A Qatari negotiating team arrived in Tehran on Friday to assist in securing a deal, in coordination with the US. Despite these diplomatic efforts, six weeks since a fragile ceasefire took effect, progress in ending the conflict has been limited. John Kilduff, partner with Again Capital, noted that the market remained highly sensitive to headlines, with a lack of clarity preventing significant price rallies despite the apparent trajectory toward a resolution.

Global oil inventories are depleting rapidly as flows via the Strait of Hormuz slow to a trickle. Tamas Varga, an analyst at PVM Oil Associates, observed that optimism regarding an imminent truce and bearish rhetoric whenever Brent approaches $110 have prevented oil prices from rallying significantly higher. The conflict has removed approximately 14 million barrels per day of oil, or 14% of global supply, from the market, including exports from Saudi Arabia, Iraq, the UAE, and Kuwait.

BMI, a unit of Fitch Solutions, has raised its average 2026 dated Brent price forecast to $90 from $81.50, citing supply deficits and the time required to repair damaged Gulf energy infrastructure. The head of UAE state oil firm ADNOC stated that full oil flows through the strait will not return before the first or second quarter of 2027, even if the conflict ends immediately.

Seven leading OPEC+ oil-producing countries are likely to agree to a modest hike to July output when they meet on June 7, although delivery for several remains disrupted by the war. The elevated oil prices have fuelled concern over inflation and the outlook for the global economy as markets assess the timeline for a possible peace deal.

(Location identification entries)
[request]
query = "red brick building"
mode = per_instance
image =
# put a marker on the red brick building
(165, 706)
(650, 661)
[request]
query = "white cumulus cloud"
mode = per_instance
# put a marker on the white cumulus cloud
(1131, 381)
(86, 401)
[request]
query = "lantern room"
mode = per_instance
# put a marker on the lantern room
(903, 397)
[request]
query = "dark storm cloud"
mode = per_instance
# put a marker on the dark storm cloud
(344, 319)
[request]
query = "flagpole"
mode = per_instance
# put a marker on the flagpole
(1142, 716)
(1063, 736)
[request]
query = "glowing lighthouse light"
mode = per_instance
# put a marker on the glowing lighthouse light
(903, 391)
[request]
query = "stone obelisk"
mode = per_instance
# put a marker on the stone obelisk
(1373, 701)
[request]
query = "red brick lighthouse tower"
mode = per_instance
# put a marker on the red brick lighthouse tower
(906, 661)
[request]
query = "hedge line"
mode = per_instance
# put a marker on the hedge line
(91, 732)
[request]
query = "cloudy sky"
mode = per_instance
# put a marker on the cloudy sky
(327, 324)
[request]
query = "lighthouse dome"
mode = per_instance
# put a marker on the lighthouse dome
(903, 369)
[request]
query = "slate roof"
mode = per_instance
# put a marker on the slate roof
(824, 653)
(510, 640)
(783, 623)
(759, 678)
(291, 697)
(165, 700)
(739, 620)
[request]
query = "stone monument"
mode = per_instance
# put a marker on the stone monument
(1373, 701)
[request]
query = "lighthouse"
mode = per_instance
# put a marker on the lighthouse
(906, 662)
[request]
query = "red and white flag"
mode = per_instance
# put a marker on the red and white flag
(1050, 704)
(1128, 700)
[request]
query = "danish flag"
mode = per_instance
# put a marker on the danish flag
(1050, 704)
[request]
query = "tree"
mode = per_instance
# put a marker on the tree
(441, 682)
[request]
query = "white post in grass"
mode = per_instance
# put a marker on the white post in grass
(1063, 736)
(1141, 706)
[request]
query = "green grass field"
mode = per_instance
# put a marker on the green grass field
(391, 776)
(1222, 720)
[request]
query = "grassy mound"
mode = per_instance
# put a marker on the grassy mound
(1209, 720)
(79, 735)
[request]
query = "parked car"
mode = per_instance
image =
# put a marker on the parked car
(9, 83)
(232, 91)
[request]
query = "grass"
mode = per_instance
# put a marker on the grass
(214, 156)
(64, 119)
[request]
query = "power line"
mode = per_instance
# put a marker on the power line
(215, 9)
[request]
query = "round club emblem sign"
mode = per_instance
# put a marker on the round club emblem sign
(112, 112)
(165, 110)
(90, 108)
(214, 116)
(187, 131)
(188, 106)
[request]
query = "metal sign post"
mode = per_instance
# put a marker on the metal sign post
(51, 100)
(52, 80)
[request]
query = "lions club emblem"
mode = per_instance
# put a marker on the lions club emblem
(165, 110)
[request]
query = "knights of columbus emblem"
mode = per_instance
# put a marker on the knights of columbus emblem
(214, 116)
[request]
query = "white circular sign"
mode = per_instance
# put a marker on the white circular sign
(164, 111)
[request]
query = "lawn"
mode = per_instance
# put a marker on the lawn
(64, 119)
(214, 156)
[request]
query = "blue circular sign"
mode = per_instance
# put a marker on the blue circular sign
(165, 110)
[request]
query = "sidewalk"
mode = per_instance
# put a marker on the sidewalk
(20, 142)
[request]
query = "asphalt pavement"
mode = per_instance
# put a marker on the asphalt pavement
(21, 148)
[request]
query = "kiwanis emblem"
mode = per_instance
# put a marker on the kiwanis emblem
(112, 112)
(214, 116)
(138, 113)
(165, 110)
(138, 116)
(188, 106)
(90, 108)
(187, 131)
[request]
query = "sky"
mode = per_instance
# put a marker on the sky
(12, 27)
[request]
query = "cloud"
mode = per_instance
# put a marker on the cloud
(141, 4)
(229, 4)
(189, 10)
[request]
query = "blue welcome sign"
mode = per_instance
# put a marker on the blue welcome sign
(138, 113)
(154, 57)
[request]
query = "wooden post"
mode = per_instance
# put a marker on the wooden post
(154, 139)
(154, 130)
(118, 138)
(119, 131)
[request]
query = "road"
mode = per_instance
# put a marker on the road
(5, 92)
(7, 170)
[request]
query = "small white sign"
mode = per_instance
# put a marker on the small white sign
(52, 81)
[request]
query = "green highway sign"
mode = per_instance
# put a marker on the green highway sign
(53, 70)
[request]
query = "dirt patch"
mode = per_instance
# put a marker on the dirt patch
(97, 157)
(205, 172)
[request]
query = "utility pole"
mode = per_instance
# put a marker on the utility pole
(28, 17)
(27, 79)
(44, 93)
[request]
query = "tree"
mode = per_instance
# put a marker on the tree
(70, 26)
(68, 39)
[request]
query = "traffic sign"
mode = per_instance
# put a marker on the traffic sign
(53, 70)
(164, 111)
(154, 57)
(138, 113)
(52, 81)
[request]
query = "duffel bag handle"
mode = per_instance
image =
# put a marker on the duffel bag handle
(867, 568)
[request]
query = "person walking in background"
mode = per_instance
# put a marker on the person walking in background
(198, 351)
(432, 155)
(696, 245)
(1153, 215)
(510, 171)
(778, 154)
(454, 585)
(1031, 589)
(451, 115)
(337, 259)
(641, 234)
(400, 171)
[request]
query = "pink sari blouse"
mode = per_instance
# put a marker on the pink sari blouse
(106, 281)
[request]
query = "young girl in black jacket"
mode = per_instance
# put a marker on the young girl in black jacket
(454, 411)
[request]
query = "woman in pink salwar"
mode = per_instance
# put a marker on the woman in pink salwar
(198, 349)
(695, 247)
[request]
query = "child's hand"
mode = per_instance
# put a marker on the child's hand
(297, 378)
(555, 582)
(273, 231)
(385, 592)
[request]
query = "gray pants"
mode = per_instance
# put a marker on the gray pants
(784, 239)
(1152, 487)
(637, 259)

Task instructions ::
1. Rewrite the paragraph of the oil-price article that begins "BMI, a unit of Fitch Solutions" as a short bulleted list that keeps its main facts.
2. Find every line in the rows that contains the word "woman" and copy each one.
The oil-price article and the rows are separate, unrelated material.

Task answers ::
1.
- BMI, a unit of Fitch Solutions, raised its average 2026 dated Brent price forecast to $90 from $81.50.
- It cited supply deficits and the time required to repair damaged Gulf energy infrastructure.
- The head of UAE state oil firm ADNOC said full oil flows through the strait will not return before the first or second quarter of 2027, even if the conflict ends immediately.

2.
query = "woman in pink salwar"
# put a marker on the woman in pink salwar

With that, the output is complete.